# START OF SUPPLIED DATA
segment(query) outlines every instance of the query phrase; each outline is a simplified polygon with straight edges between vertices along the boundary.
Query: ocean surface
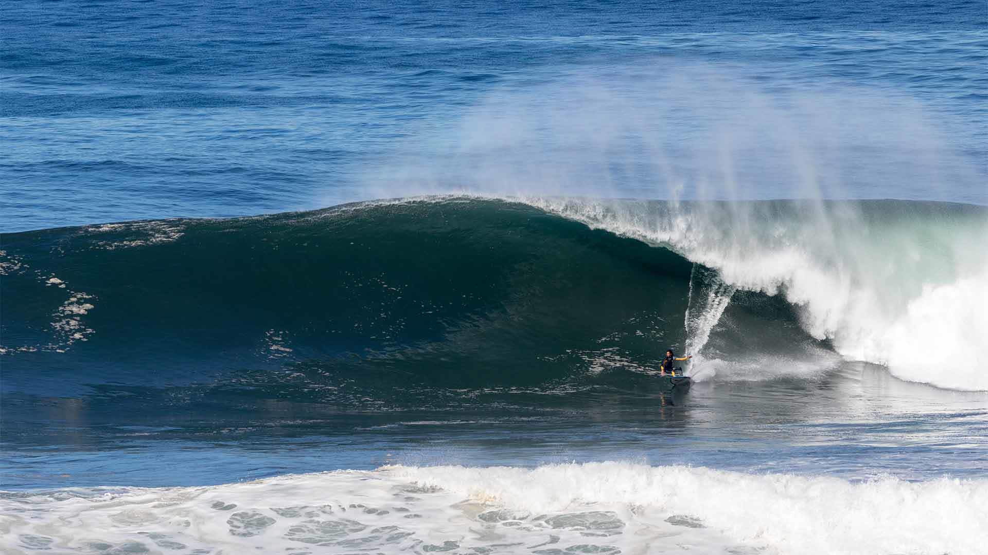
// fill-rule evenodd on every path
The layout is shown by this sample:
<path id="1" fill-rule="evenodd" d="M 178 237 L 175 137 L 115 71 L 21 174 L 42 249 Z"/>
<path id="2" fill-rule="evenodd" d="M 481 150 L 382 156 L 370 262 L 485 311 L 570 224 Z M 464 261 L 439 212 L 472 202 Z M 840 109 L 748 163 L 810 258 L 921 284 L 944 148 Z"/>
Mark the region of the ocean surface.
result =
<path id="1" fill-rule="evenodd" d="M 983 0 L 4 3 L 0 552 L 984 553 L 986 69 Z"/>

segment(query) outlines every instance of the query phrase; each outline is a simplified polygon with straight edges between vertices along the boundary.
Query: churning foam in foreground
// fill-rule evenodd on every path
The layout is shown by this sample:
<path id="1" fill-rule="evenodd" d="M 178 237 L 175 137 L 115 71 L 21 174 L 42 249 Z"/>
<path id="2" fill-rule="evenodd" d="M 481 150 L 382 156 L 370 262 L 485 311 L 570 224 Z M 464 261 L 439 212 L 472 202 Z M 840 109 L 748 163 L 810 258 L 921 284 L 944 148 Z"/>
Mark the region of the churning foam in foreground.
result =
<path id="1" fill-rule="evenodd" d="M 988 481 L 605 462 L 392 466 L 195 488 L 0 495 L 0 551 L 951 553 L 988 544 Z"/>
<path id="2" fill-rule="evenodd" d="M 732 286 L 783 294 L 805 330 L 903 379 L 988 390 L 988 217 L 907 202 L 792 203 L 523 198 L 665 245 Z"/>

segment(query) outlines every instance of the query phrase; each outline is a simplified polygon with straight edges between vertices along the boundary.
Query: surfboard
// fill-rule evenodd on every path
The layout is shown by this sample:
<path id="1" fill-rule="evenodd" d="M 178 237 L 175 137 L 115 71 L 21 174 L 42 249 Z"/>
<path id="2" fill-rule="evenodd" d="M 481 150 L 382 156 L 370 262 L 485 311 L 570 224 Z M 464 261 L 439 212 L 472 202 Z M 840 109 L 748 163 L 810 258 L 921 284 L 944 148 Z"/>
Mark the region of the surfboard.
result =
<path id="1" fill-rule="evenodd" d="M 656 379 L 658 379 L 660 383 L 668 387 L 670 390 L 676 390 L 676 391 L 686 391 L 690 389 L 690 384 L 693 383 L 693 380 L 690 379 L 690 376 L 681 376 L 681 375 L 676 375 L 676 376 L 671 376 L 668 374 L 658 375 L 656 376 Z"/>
# END OF SUPPLIED DATA
INSTRUCTION >>
Keep every word of the data as it is when you write it out, but drop the pictures.

RESPONSE >>
segment(query) outlines every instance of the query phrase; each outline is a simplified polygon with straight edges between vertices along the boundary.
Query: ocean surface
// fill-rule evenodd on every path
The layout is shown by this sample:
<path id="1" fill-rule="evenodd" d="M 178 237 L 175 137 L 115 71 L 21 174 L 42 249 Z"/>
<path id="2" fill-rule="evenodd" d="M 481 150 L 382 156 L 370 262 L 485 311 L 570 224 Z M 464 261 L 439 212 L 472 202 Z M 840 109 L 748 163 L 810 258 L 921 284 L 944 148 Z"/>
Mark the region of the ocean surface.
result =
<path id="1" fill-rule="evenodd" d="M 983 0 L 4 3 L 0 552 L 984 553 L 986 69 Z"/>

segment(query) outlines every instance of the query phrase; each outline is a simplified polygon with straight edges between vertices along the boundary.
Query: churning foam in foreground
// fill-rule evenodd on every path
The layout is shown by this sample:
<path id="1" fill-rule="evenodd" d="M 178 237 L 175 137 L 115 71 L 21 174 L 42 249 Z"/>
<path id="2" fill-rule="evenodd" d="M 481 150 L 382 156 L 370 262 L 485 311 L 570 224 Z M 464 261 L 439 212 L 472 202 Z M 840 109 L 748 163 L 810 258 L 921 284 L 944 148 Z"/>
Mark the region of the churning foam in foreground.
result =
<path id="1" fill-rule="evenodd" d="M 988 481 L 605 462 L 392 466 L 195 488 L 0 495 L 0 551 L 951 553 L 988 544 Z"/>
<path id="2" fill-rule="evenodd" d="M 732 286 L 783 294 L 805 330 L 903 379 L 988 390 L 988 217 L 907 202 L 792 203 L 523 198 L 665 245 Z"/>

segment(query) outlines every instance of the query phrase; each outline is a simplified polygon with straight edges between vertices along the boundary.
Query: surfboard
// fill-rule evenodd on every path
The layout is shown by this sample:
<path id="1" fill-rule="evenodd" d="M 178 237 L 175 137 L 115 71 L 21 174 L 42 249 Z"/>
<path id="2" fill-rule="evenodd" d="M 481 150 L 382 156 L 370 262 L 485 311 L 570 224 Z M 464 261 L 439 212 L 472 202 Z M 840 109 L 748 163 L 810 258 L 921 284 L 944 148 Z"/>
Mark the region of the surfboard.
result =
<path id="1" fill-rule="evenodd" d="M 656 379 L 658 379 L 660 383 L 668 387 L 670 390 L 676 390 L 676 391 L 686 391 L 690 389 L 690 384 L 693 383 L 693 380 L 690 379 L 690 376 L 681 376 L 681 375 L 676 375 L 676 376 L 671 376 L 668 374 L 658 375 L 656 376 Z"/>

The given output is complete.